━━ Exercise data
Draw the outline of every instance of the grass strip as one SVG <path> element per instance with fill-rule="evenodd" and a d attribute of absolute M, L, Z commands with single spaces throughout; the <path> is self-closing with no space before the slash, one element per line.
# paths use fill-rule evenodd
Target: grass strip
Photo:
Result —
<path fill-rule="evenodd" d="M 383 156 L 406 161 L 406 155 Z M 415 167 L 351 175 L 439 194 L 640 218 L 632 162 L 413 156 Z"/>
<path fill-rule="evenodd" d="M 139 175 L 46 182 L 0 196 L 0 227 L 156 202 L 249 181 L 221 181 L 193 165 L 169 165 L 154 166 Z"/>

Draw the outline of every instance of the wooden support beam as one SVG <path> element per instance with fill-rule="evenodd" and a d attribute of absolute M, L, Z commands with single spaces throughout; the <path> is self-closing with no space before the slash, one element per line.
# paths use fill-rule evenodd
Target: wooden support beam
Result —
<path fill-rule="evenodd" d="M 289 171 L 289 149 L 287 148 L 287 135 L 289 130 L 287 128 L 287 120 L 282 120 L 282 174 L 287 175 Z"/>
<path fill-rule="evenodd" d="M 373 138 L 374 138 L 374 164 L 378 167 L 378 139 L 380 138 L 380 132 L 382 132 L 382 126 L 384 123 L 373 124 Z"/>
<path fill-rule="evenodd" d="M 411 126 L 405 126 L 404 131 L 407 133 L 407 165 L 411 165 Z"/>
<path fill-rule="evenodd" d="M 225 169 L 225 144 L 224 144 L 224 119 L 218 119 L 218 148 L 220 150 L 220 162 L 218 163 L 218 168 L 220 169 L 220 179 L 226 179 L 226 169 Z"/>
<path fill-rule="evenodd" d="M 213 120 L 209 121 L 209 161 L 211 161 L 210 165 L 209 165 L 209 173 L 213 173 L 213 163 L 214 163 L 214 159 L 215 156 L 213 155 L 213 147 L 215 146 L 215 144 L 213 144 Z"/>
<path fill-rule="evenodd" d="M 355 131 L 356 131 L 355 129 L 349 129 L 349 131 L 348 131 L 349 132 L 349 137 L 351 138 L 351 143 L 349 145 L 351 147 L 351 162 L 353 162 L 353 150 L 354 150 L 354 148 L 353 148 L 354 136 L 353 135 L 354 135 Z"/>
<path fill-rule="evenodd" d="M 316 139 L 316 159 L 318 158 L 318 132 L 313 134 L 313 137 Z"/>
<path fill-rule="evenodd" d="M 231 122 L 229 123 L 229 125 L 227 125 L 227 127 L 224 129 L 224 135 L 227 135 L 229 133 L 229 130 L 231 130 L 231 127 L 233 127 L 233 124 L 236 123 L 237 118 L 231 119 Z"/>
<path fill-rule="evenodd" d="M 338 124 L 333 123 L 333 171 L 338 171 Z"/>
━━━━
_Problem requirements_
The answer should be an exact reproduction of all the entries.

_Result_
Draw the outline of every instance of the grass strip as one SVG <path> element per instance with fill-rule="evenodd" and a d attribute of absolute M, L, Z commands with single spaces throughout; the <path> is self-closing with no space before the slash, one element per line.
# paths use fill-rule evenodd
Target: grass strip
Photo:
Result —
<path fill-rule="evenodd" d="M 383 156 L 406 161 L 406 155 Z M 415 167 L 351 175 L 439 194 L 640 218 L 632 162 L 413 156 Z"/>
<path fill-rule="evenodd" d="M 139 175 L 46 182 L 0 196 L 0 227 L 156 202 L 249 181 L 221 181 L 193 165 L 169 165 L 154 166 Z"/>

Draw the outline of every instance of the wooden support beam as one SVG <path> element per instance with fill-rule="evenodd" and a d attribute of absolute M, L, Z commands with single spaces throughout; the <path> is self-closing with no space before the slash, one element per line.
# paths use fill-rule evenodd
Target: wooden support beam
Result —
<path fill-rule="evenodd" d="M 289 171 L 289 149 L 287 148 L 287 135 L 289 130 L 287 128 L 287 120 L 282 120 L 282 174 L 287 175 Z"/>
<path fill-rule="evenodd" d="M 373 138 L 374 138 L 374 164 L 378 167 L 378 139 L 380 138 L 380 132 L 382 132 L 382 126 L 384 123 L 373 124 Z"/>
<path fill-rule="evenodd" d="M 411 126 L 405 126 L 404 131 L 407 133 L 407 165 L 411 165 Z"/>
<path fill-rule="evenodd" d="M 225 169 L 225 144 L 224 144 L 224 119 L 218 119 L 218 148 L 220 150 L 220 162 L 218 163 L 218 168 L 220 169 L 220 179 L 226 179 L 226 169 Z"/>
<path fill-rule="evenodd" d="M 213 120 L 209 121 L 209 161 L 211 161 L 210 165 L 209 165 L 209 173 L 213 173 L 213 163 L 214 163 L 214 159 L 215 156 L 213 155 L 213 147 L 215 146 L 215 144 L 213 144 Z"/>
<path fill-rule="evenodd" d="M 355 131 L 356 131 L 355 129 L 349 129 L 349 131 L 348 131 L 349 132 L 349 137 L 351 138 L 351 143 L 349 145 L 351 147 L 351 162 L 353 162 L 353 150 L 354 150 L 354 148 L 353 148 L 354 136 L 353 135 L 354 135 Z"/>
<path fill-rule="evenodd" d="M 316 139 L 316 159 L 318 158 L 318 132 L 313 134 L 313 137 Z"/>
<path fill-rule="evenodd" d="M 231 122 L 229 123 L 229 125 L 227 125 L 227 127 L 224 129 L 224 135 L 227 135 L 229 133 L 229 130 L 231 130 L 231 127 L 233 127 L 233 124 L 236 123 L 237 118 L 231 119 Z"/>
<path fill-rule="evenodd" d="M 338 124 L 333 123 L 333 171 L 338 171 Z"/>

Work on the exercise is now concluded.